What is expected - Could you transcribe every entry below exactly, leaving out the pictures?

Recorded data -

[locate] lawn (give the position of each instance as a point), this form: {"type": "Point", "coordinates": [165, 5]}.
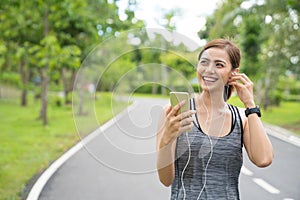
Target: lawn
{"type": "Point", "coordinates": [27, 147]}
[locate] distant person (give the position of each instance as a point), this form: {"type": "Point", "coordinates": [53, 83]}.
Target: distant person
{"type": "Point", "coordinates": [205, 162]}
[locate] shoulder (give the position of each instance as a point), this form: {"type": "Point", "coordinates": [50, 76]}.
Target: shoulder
{"type": "Point", "coordinates": [243, 116]}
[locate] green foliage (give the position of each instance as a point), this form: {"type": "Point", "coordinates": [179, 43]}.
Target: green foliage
{"type": "Point", "coordinates": [268, 34]}
{"type": "Point", "coordinates": [19, 163]}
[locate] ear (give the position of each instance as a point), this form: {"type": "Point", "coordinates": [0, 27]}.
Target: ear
{"type": "Point", "coordinates": [236, 70]}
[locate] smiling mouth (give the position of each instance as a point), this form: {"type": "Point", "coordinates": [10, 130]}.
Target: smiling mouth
{"type": "Point", "coordinates": [209, 79]}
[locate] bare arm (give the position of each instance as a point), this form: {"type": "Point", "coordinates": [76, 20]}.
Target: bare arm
{"type": "Point", "coordinates": [256, 141]}
{"type": "Point", "coordinates": [170, 127]}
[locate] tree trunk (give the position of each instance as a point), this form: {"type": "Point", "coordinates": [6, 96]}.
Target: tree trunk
{"type": "Point", "coordinates": [155, 78]}
{"type": "Point", "coordinates": [44, 96]}
{"type": "Point", "coordinates": [24, 74]}
{"type": "Point", "coordinates": [44, 77]}
{"type": "Point", "coordinates": [164, 80]}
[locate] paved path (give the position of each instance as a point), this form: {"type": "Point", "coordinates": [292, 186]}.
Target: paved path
{"type": "Point", "coordinates": [119, 163]}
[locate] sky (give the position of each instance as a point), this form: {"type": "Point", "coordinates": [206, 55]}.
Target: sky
{"type": "Point", "coordinates": [188, 22]}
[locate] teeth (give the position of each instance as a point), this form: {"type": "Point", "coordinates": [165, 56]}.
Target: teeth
{"type": "Point", "coordinates": [210, 79]}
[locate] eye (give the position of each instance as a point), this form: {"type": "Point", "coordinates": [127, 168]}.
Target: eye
{"type": "Point", "coordinates": [220, 65]}
{"type": "Point", "coordinates": [203, 62]}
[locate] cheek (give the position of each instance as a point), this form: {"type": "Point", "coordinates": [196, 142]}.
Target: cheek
{"type": "Point", "coordinates": [200, 70]}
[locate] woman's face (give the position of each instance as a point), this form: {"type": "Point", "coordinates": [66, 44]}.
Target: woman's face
{"type": "Point", "coordinates": [214, 69]}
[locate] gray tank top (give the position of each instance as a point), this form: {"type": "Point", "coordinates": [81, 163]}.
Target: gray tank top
{"type": "Point", "coordinates": [212, 170]}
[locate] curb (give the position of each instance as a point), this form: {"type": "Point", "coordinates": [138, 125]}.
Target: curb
{"type": "Point", "coordinates": [282, 134]}
{"type": "Point", "coordinates": [47, 174]}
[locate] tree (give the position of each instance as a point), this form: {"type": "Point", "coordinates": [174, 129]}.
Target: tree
{"type": "Point", "coordinates": [269, 38]}
{"type": "Point", "coordinates": [60, 41]}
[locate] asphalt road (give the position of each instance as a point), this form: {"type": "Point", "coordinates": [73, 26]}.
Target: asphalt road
{"type": "Point", "coordinates": [119, 163]}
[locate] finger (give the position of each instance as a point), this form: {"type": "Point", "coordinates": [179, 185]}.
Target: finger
{"type": "Point", "coordinates": [186, 114]}
{"type": "Point", "coordinates": [177, 107]}
{"type": "Point", "coordinates": [186, 121]}
{"type": "Point", "coordinates": [241, 77]}
{"type": "Point", "coordinates": [168, 109]}
{"type": "Point", "coordinates": [186, 128]}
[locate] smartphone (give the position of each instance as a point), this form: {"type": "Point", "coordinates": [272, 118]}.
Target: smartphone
{"type": "Point", "coordinates": [177, 97]}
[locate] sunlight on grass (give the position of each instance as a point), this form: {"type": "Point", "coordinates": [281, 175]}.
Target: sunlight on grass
{"type": "Point", "coordinates": [27, 147]}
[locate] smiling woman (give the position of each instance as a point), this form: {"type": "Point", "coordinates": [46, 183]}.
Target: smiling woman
{"type": "Point", "coordinates": [205, 162]}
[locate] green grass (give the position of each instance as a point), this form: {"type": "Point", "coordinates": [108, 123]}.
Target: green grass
{"type": "Point", "coordinates": [27, 147]}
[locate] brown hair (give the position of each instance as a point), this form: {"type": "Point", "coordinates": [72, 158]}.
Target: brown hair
{"type": "Point", "coordinates": [234, 56]}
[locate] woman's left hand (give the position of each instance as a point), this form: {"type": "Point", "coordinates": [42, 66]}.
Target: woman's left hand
{"type": "Point", "coordinates": [244, 88]}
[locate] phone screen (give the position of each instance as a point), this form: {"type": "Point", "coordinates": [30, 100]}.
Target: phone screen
{"type": "Point", "coordinates": [177, 97]}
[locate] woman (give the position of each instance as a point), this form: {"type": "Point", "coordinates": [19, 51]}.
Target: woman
{"type": "Point", "coordinates": [205, 162]}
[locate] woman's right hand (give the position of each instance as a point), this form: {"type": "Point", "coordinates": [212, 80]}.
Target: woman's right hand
{"type": "Point", "coordinates": [175, 123]}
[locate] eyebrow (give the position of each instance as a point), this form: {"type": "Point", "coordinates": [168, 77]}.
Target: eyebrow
{"type": "Point", "coordinates": [222, 61]}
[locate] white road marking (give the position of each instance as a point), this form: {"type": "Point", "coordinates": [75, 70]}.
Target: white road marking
{"type": "Point", "coordinates": [246, 171]}
{"type": "Point", "coordinates": [266, 186]}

Finished exercise -
[locate] lawn (give the position of each instance as a point), this form: {"type": "Point", "coordinates": [165, 5]}.
Target: lawn
{"type": "Point", "coordinates": [27, 147]}
[locate] distant person (give the position of each instance as a point), this form: {"type": "Point", "coordinates": [53, 83]}.
Target: distant person
{"type": "Point", "coordinates": [205, 162]}
[locate] shoulder (give the position of each instance as a point), this form: {"type": "Point", "coordinates": [50, 76]}.
Target: shoulder
{"type": "Point", "coordinates": [243, 116]}
[locate] green foliage (give the position of each instance as a point), this form: {"type": "Point", "coordinates": [179, 43]}.
Target: green foliage
{"type": "Point", "coordinates": [268, 34]}
{"type": "Point", "coordinates": [19, 163]}
[locate] ear (give the position of each instance as a point), this form: {"type": "Point", "coordinates": [0, 27]}.
Target: ear
{"type": "Point", "coordinates": [236, 70]}
[locate] smiling mouth (give the position of each instance as a point), this form: {"type": "Point", "coordinates": [10, 130]}.
Target: smiling mouth
{"type": "Point", "coordinates": [209, 79]}
[locate] bare arm (give the position of each instance as a point), this form: {"type": "Point", "coordinates": [76, 20]}.
Target: bare arm
{"type": "Point", "coordinates": [256, 141]}
{"type": "Point", "coordinates": [170, 127]}
[locate] tree trunk (give the position of each instance as a point), this form: {"type": "Point", "coordinates": [6, 96]}.
Target: tree trunk
{"type": "Point", "coordinates": [155, 78]}
{"type": "Point", "coordinates": [44, 96]}
{"type": "Point", "coordinates": [24, 74]}
{"type": "Point", "coordinates": [44, 77]}
{"type": "Point", "coordinates": [164, 80]}
[locate] paved path (give the position of each instance as a point), this form: {"type": "Point", "coordinates": [292, 186]}.
Target: paved path
{"type": "Point", "coordinates": [119, 163]}
[locate] sky (give the position of each instance as a point), this form: {"type": "Point", "coordinates": [206, 55]}.
Target: sky
{"type": "Point", "coordinates": [188, 22]}
[locate] teeth (give the position of each instance as a point), this form: {"type": "Point", "coordinates": [165, 56]}.
Target: teeth
{"type": "Point", "coordinates": [210, 79]}
[locate] eye (give the position of each instance as a point), this form: {"type": "Point", "coordinates": [127, 168]}.
Target: eye
{"type": "Point", "coordinates": [220, 65]}
{"type": "Point", "coordinates": [203, 62]}
[locate] cheek (give the position of each instance as a point), this form: {"type": "Point", "coordinates": [196, 142]}.
Target: cheek
{"type": "Point", "coordinates": [200, 70]}
[locate] woman's face (give the position of each instance as a point), this form: {"type": "Point", "coordinates": [66, 44]}.
Target: woman's face
{"type": "Point", "coordinates": [214, 69]}
[locate] gray tank top (give the position of each instance as a point), this form: {"type": "Point", "coordinates": [81, 163]}.
Target: gray tank top
{"type": "Point", "coordinates": [212, 170]}
[locate] curb (give the position of each instance as a point), this form: {"type": "Point", "coordinates": [138, 125]}.
Target: curb
{"type": "Point", "coordinates": [282, 134]}
{"type": "Point", "coordinates": [47, 174]}
[locate] tree (give the position of each instance as a point), this form: {"type": "Point", "coordinates": [174, 129]}.
Target: tree
{"type": "Point", "coordinates": [269, 38]}
{"type": "Point", "coordinates": [60, 41]}
[locate] asphalt road (give the position of each instance as a point), this form: {"type": "Point", "coordinates": [73, 26]}.
Target: asphalt road
{"type": "Point", "coordinates": [119, 163]}
[locate] finger (give the position of each instance as a point), this form: {"type": "Point", "coordinates": [179, 185]}.
Target: finger
{"type": "Point", "coordinates": [186, 114]}
{"type": "Point", "coordinates": [177, 107]}
{"type": "Point", "coordinates": [186, 121]}
{"type": "Point", "coordinates": [241, 77]}
{"type": "Point", "coordinates": [168, 109]}
{"type": "Point", "coordinates": [186, 128]}
[locate] smartphone (give the position of each instance as a point), this form: {"type": "Point", "coordinates": [272, 118]}.
Target: smartphone
{"type": "Point", "coordinates": [177, 97]}
[locate] sunlight on grass (give the position of each instance as a point), this form: {"type": "Point", "coordinates": [281, 175]}.
Target: sunlight on grass
{"type": "Point", "coordinates": [27, 147]}
[locate] smiling woman (give the position of each instance as a point), this form: {"type": "Point", "coordinates": [46, 183]}.
Target: smiling woman
{"type": "Point", "coordinates": [205, 162]}
[locate] green grass (give the position of each instance as a point), this form: {"type": "Point", "coordinates": [108, 123]}.
Target: green grass
{"type": "Point", "coordinates": [27, 147]}
[locate] brown hair (give the position of each instance as a point), this form: {"type": "Point", "coordinates": [72, 158]}.
Target: brown hair
{"type": "Point", "coordinates": [234, 56]}
[locate] woman's left hand (give the position of each instance as a point), this form: {"type": "Point", "coordinates": [42, 66]}.
Target: woman's left hand
{"type": "Point", "coordinates": [244, 88]}
[locate] phone screen (give the position of each instance as a point), this form: {"type": "Point", "coordinates": [30, 100]}.
Target: phone screen
{"type": "Point", "coordinates": [177, 97]}
[locate] woman (give the position of each instance as a point), this form: {"type": "Point", "coordinates": [19, 51]}.
Target: woman
{"type": "Point", "coordinates": [205, 162]}
[locate] woman's right hand (give the position of each instance as a point), this form: {"type": "Point", "coordinates": [212, 80]}.
Target: woman's right hand
{"type": "Point", "coordinates": [175, 123]}
[locate] eyebrow (give the position of each instance as a point), this form: {"type": "Point", "coordinates": [168, 77]}.
Target: eyebrow
{"type": "Point", "coordinates": [222, 61]}
[locate] white road marking (give the position of each instance as a point), this form: {"type": "Point", "coordinates": [75, 70]}.
Target: white road marking
{"type": "Point", "coordinates": [246, 171]}
{"type": "Point", "coordinates": [266, 186]}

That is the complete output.